[Rows from a data source]
----------------------------------------
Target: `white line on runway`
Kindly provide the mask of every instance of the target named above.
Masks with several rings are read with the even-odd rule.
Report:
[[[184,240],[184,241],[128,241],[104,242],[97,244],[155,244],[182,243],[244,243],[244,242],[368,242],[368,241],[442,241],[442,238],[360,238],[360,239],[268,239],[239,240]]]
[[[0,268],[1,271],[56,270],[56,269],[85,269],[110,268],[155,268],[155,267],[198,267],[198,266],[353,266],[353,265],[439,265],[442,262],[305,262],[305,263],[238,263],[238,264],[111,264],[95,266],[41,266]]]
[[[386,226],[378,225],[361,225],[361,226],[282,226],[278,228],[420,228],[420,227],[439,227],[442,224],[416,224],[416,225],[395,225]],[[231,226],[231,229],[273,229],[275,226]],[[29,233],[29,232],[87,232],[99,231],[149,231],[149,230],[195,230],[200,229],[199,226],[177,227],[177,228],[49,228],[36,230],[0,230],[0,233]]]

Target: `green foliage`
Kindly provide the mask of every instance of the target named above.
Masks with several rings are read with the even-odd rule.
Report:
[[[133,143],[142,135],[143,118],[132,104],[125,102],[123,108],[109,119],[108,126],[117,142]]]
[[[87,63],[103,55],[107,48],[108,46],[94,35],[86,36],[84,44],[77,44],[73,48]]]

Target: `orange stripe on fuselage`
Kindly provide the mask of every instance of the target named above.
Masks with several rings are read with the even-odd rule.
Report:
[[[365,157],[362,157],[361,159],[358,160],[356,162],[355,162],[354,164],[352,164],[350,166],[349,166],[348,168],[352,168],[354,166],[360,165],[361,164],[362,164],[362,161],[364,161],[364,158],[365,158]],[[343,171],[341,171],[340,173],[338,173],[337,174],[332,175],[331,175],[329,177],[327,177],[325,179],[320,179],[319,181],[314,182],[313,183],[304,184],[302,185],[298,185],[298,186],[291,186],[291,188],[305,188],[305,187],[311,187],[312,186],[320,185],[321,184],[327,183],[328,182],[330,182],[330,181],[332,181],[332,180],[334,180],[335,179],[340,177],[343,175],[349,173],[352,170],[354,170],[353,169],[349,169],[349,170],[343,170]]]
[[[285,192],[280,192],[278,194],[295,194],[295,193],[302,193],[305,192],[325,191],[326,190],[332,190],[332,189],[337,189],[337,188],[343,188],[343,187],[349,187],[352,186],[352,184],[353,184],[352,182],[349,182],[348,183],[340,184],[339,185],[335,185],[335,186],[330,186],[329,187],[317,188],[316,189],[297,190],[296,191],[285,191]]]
----------------------------------------
Aim of the exercise ->
Recast every line of the rows above as a Markdown table with the columns "No." and "Line", numbering each line in order and leaving out blank lines.

Solution to the problem ->
| No. | Line |
|---|---|
| 1 | Target: `white line on runway` |
| 2 | Kindly provide the mask of every instance of the target named above. |
| 3 | Masks with several rings are read with the even-odd rule. |
| 4 | Report: |
| 5 | [[[184,240],[184,241],[128,241],[104,242],[97,244],[155,244],[182,243],[244,243],[244,242],[368,242],[368,241],[442,241],[442,238],[360,238],[360,239],[268,239],[239,240]]] |
| 6 | [[[0,268],[1,271],[56,270],[56,269],[85,269],[110,268],[155,268],[155,267],[198,267],[198,266],[353,266],[353,265],[439,265],[442,262],[305,262],[305,263],[238,263],[238,264],[111,264],[95,266],[41,266]]] |
| 7 | [[[386,226],[378,225],[361,225],[361,226],[282,226],[278,228],[420,228],[420,227],[439,227],[442,224],[416,224],[416,225],[395,225]],[[231,226],[231,229],[273,229],[275,226]],[[29,233],[29,232],[87,232],[99,231],[149,231],[149,230],[195,230],[200,229],[199,226],[177,227],[177,228],[49,228],[36,230],[0,230],[0,233]]] |
| 8 | Target: `green foliage` |
| 9 | Kindly provide the mask of every instance of the target named above. |
| 10 | Masks with several rings are read with the even-odd rule. |
| 11 | Report: |
| 12 | [[[133,143],[142,135],[143,118],[132,104],[125,102],[123,108],[109,119],[108,126],[117,142]]] |
| 13 | [[[87,63],[103,55],[107,48],[108,46],[94,35],[86,36],[84,44],[77,44],[73,48]]] |
| 14 | Target: `orange stripe on fuselage` |
| 15 | Kindly provide the mask of every instance of the target named above. |
| 16 | Masks with several rings are read with the even-odd rule. |
| 17 | Report: |
| 18 | [[[365,157],[362,157],[361,159],[358,160],[356,162],[355,162],[354,164],[352,164],[350,166],[349,166],[348,168],[352,168],[354,166],[360,165],[361,164],[362,164],[362,161],[364,161],[364,158],[365,158]],[[343,171],[341,171],[340,173],[338,173],[337,174],[332,175],[331,175],[329,177],[327,177],[325,179],[320,179],[319,181],[314,182],[313,183],[304,184],[302,185],[298,185],[298,186],[291,186],[291,188],[305,188],[305,187],[311,187],[312,186],[320,185],[321,184],[327,183],[328,182],[330,182],[330,181],[332,181],[332,180],[334,180],[335,179],[340,177],[343,175],[349,173],[352,170],[354,170],[353,169],[349,169],[349,170],[343,170]]] |
| 19 | [[[285,192],[280,192],[278,194],[295,194],[295,193],[302,193],[305,192],[325,191],[326,190],[332,190],[332,189],[337,189],[337,188],[343,188],[343,187],[349,187],[352,186],[352,184],[353,184],[352,182],[349,182],[348,183],[340,184],[339,185],[335,185],[335,186],[330,186],[329,187],[317,188],[316,189],[297,190],[296,191],[285,191]]] |